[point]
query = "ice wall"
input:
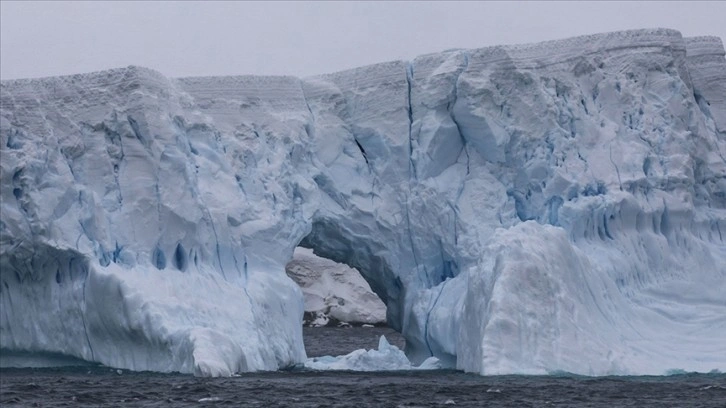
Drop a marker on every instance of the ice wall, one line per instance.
(520, 209)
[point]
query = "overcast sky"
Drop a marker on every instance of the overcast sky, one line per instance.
(302, 38)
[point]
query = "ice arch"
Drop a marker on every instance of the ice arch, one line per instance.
(555, 206)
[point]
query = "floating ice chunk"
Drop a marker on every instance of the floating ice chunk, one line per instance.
(386, 358)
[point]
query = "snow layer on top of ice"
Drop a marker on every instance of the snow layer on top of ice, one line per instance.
(520, 209)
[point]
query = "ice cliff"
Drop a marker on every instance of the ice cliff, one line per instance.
(520, 209)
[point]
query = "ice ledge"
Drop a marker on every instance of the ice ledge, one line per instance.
(543, 52)
(705, 45)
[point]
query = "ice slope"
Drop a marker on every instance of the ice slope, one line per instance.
(333, 292)
(558, 206)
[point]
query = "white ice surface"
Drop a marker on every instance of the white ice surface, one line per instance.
(386, 358)
(524, 209)
(333, 290)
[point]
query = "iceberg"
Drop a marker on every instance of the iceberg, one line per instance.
(537, 208)
(386, 358)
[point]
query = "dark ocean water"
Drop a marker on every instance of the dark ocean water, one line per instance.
(103, 387)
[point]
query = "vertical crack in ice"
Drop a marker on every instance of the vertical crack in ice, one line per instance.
(617, 171)
(409, 81)
(305, 99)
(428, 317)
(412, 174)
(450, 109)
(83, 312)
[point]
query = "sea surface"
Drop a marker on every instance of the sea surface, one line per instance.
(98, 386)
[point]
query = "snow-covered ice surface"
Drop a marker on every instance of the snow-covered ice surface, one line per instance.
(386, 358)
(520, 209)
(333, 292)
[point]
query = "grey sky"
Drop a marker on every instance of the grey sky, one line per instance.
(302, 38)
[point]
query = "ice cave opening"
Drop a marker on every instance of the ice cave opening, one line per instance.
(335, 294)
(345, 293)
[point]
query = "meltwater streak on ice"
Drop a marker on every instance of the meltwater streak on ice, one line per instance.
(522, 209)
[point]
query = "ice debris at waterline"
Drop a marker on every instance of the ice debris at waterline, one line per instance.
(387, 358)
(519, 209)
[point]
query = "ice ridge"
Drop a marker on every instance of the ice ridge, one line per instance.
(548, 207)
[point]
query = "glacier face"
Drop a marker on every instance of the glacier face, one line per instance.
(520, 209)
(334, 293)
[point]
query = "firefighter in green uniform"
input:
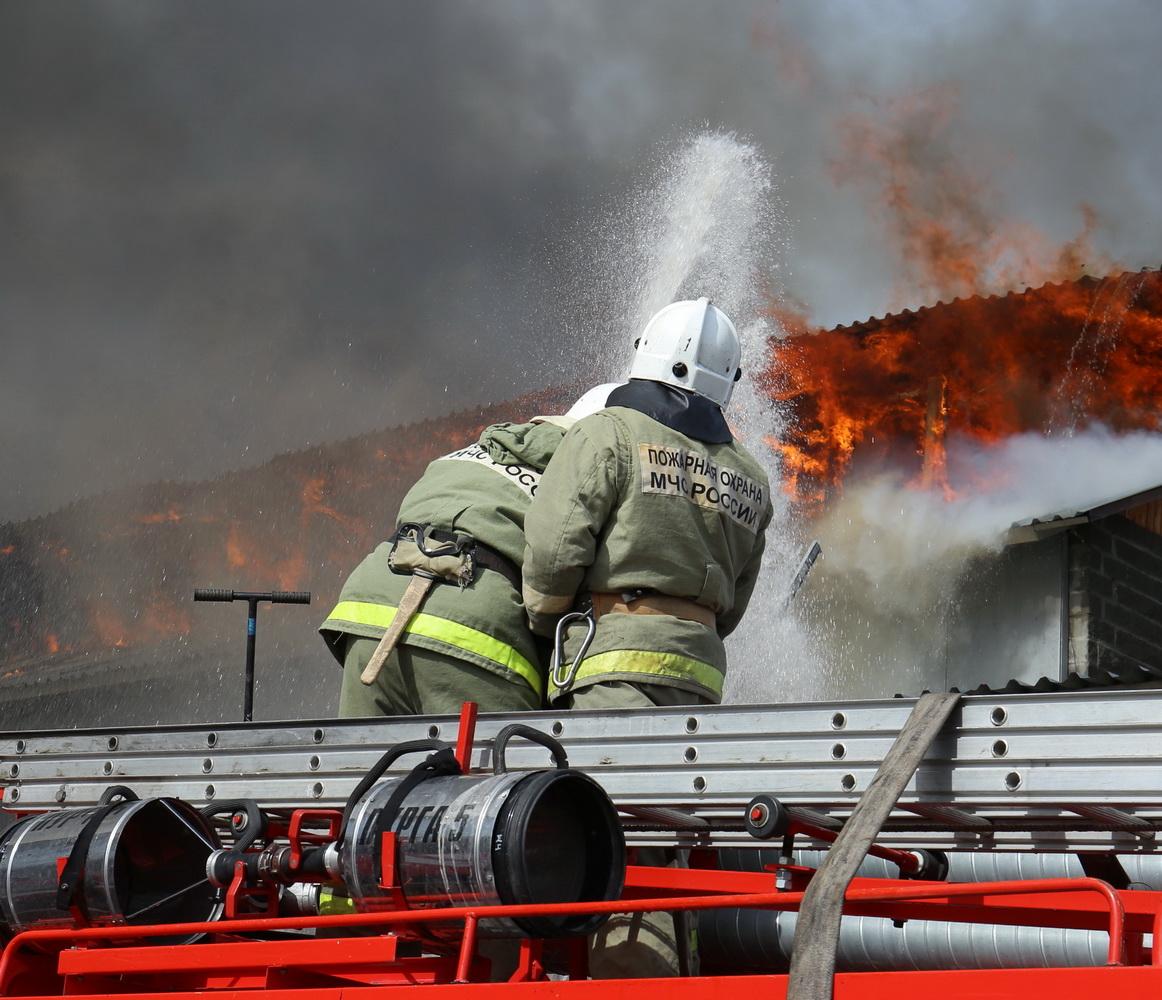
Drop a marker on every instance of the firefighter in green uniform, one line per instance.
(434, 616)
(644, 545)
(647, 529)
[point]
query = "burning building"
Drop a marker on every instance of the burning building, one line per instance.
(932, 450)
(97, 618)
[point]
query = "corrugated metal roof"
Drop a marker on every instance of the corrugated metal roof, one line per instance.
(910, 315)
(1034, 527)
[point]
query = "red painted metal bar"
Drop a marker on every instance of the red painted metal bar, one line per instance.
(466, 734)
(467, 950)
(889, 893)
(974, 984)
(905, 861)
(239, 956)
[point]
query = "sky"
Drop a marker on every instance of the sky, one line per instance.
(229, 230)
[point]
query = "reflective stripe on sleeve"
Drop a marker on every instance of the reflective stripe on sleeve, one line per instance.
(645, 662)
(443, 630)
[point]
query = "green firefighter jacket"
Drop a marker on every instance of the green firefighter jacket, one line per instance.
(483, 490)
(628, 503)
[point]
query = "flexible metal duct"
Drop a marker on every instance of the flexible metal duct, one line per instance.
(1145, 871)
(760, 941)
(752, 940)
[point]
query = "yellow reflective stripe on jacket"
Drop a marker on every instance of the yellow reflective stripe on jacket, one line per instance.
(443, 630)
(660, 664)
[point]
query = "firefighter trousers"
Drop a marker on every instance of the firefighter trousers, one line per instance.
(420, 682)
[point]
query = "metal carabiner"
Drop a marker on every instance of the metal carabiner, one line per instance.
(556, 677)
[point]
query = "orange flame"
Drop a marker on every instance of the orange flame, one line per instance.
(1053, 359)
(169, 516)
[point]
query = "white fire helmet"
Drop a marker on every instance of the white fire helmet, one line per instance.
(592, 401)
(691, 345)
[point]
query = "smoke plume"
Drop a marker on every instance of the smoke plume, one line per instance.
(229, 231)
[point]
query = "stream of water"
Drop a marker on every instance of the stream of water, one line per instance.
(711, 223)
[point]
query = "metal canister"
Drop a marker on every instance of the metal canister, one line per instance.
(145, 863)
(510, 837)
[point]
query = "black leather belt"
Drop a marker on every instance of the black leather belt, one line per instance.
(483, 554)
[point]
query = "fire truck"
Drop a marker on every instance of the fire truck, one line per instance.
(987, 844)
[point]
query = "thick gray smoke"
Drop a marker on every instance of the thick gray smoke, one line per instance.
(229, 230)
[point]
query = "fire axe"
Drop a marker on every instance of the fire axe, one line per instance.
(812, 553)
(252, 597)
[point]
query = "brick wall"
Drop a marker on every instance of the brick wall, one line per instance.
(1116, 599)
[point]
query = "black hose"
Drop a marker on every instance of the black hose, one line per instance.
(379, 768)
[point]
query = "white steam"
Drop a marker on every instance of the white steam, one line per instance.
(889, 604)
(883, 532)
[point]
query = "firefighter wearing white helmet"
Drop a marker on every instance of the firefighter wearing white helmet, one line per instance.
(646, 533)
(434, 617)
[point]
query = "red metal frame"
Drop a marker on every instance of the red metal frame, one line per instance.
(1082, 903)
(236, 958)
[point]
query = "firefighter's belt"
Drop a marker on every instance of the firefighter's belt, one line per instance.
(652, 604)
(454, 561)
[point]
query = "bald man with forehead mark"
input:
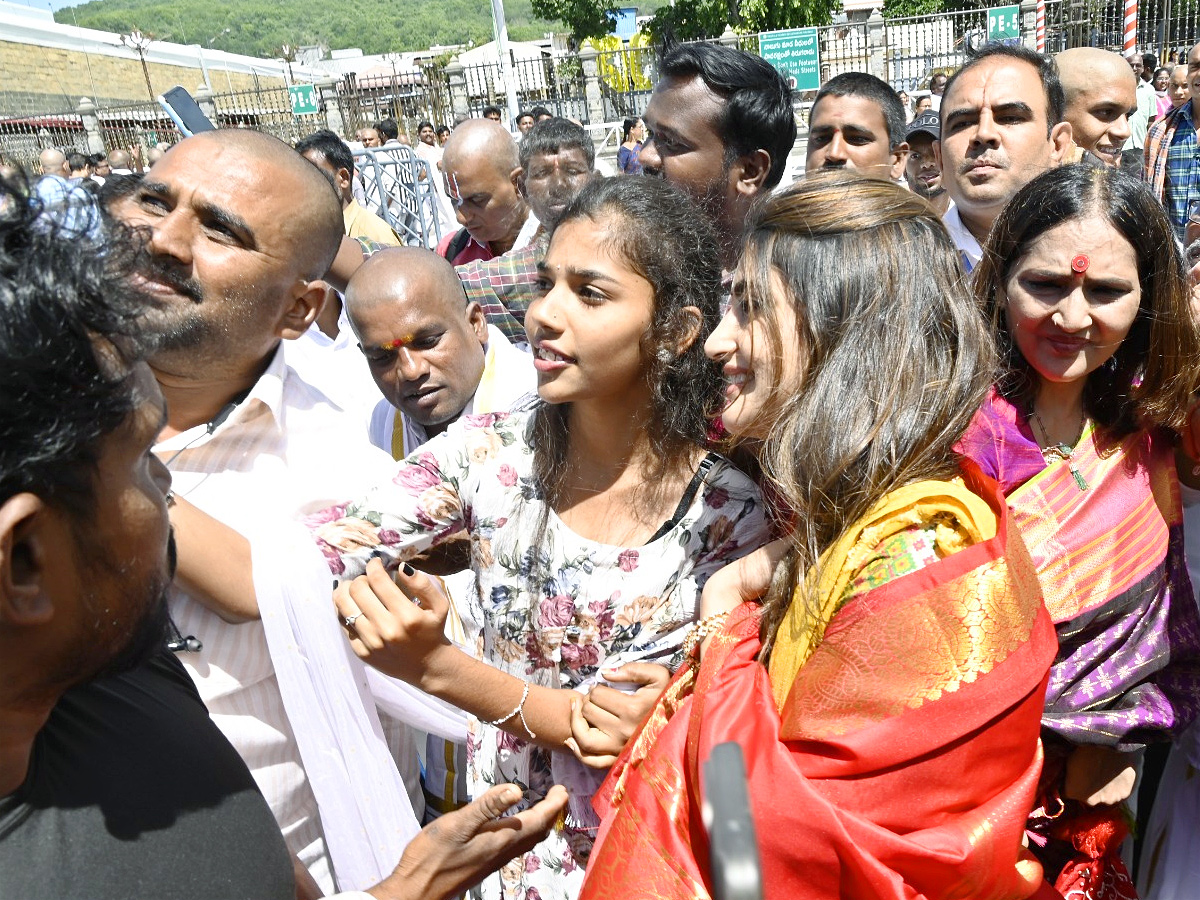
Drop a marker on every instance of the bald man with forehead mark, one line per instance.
(481, 169)
(1102, 94)
(430, 351)
(240, 232)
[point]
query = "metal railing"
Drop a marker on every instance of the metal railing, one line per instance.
(905, 52)
(400, 189)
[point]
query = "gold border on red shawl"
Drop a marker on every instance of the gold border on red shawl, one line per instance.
(913, 651)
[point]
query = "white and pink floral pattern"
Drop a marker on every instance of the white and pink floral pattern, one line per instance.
(552, 615)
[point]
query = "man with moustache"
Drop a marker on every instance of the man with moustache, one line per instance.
(240, 231)
(114, 783)
(857, 123)
(1173, 156)
(480, 168)
(1101, 96)
(1001, 127)
(924, 175)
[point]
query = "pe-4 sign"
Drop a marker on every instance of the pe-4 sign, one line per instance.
(304, 99)
(1005, 24)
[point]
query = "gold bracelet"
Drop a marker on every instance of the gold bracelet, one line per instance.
(702, 629)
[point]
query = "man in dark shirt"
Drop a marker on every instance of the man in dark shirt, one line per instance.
(114, 783)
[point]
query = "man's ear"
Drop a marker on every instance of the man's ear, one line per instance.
(1061, 137)
(751, 172)
(899, 159)
(306, 305)
(24, 556)
(478, 322)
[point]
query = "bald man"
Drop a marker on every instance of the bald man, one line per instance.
(481, 171)
(431, 353)
(1179, 91)
(241, 228)
(435, 359)
(1102, 94)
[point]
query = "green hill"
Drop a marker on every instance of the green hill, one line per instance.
(262, 27)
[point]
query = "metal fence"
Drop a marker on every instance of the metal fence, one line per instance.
(399, 187)
(551, 82)
(904, 51)
(22, 139)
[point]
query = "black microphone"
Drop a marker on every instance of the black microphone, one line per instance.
(185, 645)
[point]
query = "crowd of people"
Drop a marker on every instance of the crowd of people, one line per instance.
(336, 567)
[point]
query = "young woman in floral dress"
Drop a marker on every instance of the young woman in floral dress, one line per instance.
(594, 519)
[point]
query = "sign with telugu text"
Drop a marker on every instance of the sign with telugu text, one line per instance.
(304, 100)
(795, 54)
(1005, 24)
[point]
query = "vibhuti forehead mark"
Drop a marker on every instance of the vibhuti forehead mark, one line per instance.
(397, 343)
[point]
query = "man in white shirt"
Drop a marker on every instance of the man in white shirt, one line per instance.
(1002, 126)
(1139, 123)
(241, 231)
(435, 359)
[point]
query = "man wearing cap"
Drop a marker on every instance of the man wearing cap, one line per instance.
(922, 169)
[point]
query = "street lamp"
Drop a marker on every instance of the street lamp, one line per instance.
(288, 52)
(141, 42)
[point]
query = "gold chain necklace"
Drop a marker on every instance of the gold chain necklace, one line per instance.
(1053, 453)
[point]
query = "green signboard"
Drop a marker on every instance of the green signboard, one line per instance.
(1005, 24)
(304, 100)
(796, 54)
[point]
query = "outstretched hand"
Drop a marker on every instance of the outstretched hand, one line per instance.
(461, 847)
(397, 627)
(1101, 775)
(605, 720)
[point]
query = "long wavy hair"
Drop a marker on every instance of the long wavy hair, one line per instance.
(666, 240)
(895, 358)
(1151, 377)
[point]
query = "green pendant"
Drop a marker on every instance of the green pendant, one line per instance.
(1079, 479)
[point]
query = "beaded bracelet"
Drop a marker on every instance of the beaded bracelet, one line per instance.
(702, 629)
(517, 711)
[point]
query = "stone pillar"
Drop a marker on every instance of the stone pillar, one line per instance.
(208, 103)
(87, 111)
(327, 91)
(877, 46)
(592, 93)
(460, 101)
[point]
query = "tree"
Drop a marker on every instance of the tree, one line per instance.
(585, 18)
(689, 21)
(694, 19)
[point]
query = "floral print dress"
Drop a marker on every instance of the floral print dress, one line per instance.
(553, 613)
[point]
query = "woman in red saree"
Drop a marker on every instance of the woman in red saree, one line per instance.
(888, 691)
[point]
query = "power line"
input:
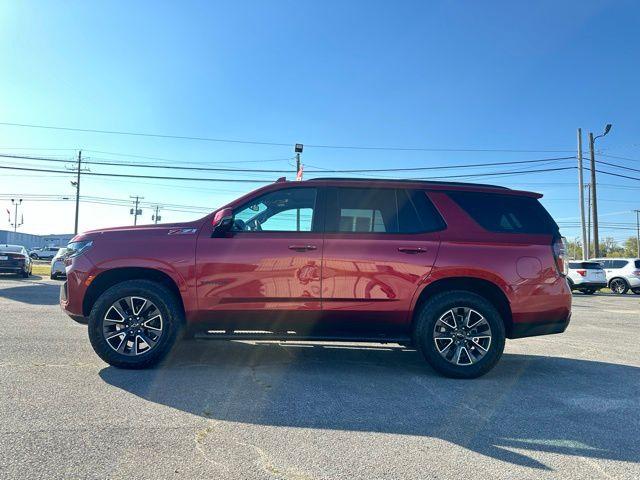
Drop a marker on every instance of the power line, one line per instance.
(278, 144)
(122, 175)
(324, 170)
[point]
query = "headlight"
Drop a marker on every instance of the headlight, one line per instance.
(77, 248)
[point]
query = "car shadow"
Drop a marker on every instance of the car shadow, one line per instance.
(527, 403)
(31, 291)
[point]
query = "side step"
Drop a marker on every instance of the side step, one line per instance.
(294, 337)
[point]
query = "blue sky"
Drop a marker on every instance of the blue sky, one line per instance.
(478, 75)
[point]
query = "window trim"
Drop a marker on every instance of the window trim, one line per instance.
(316, 221)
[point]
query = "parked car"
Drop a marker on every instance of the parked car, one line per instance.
(43, 253)
(450, 268)
(15, 259)
(586, 277)
(623, 274)
(57, 265)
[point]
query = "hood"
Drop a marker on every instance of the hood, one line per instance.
(178, 228)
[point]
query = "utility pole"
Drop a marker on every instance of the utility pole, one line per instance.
(15, 215)
(156, 217)
(298, 150)
(75, 229)
(594, 194)
(588, 187)
(594, 197)
(638, 231)
(585, 251)
(135, 211)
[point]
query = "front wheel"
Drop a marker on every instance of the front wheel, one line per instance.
(134, 324)
(460, 334)
(619, 286)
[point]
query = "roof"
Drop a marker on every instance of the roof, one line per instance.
(426, 184)
(409, 180)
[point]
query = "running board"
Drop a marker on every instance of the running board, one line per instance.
(285, 336)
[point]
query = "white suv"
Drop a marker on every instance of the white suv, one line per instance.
(586, 277)
(622, 274)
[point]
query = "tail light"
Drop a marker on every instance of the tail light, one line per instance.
(559, 252)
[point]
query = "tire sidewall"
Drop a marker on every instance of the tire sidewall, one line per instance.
(618, 279)
(164, 301)
(434, 308)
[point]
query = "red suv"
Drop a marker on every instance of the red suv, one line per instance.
(452, 269)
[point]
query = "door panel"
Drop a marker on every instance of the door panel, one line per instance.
(266, 273)
(375, 256)
(368, 284)
(258, 271)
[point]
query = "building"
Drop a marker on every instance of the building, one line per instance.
(30, 241)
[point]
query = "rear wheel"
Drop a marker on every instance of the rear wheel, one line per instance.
(460, 334)
(134, 324)
(619, 285)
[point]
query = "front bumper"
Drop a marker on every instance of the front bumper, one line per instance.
(11, 269)
(64, 301)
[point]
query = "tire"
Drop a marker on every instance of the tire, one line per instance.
(619, 285)
(127, 349)
(431, 316)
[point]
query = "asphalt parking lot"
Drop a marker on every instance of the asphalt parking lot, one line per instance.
(563, 406)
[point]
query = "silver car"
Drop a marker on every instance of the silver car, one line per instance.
(623, 274)
(43, 253)
(57, 265)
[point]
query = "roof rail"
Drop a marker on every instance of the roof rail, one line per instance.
(408, 180)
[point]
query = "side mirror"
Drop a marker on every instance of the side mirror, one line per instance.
(222, 221)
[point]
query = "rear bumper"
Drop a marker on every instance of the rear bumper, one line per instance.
(521, 330)
(583, 285)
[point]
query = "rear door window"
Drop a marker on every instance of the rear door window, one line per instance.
(618, 263)
(416, 213)
(366, 210)
(380, 210)
(506, 213)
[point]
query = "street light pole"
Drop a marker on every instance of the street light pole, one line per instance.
(594, 195)
(637, 232)
(15, 215)
(585, 251)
* * * * * * * * *
Filtrez les entrées ci-dessus en recopiant chaque ligne qui contient la chaîne "vertical". Tenez compte des majuscules et des minuscules.

query = "vertical crack in ice"
Drop a marker on every instance of the vertical crack in ice, one line per instance.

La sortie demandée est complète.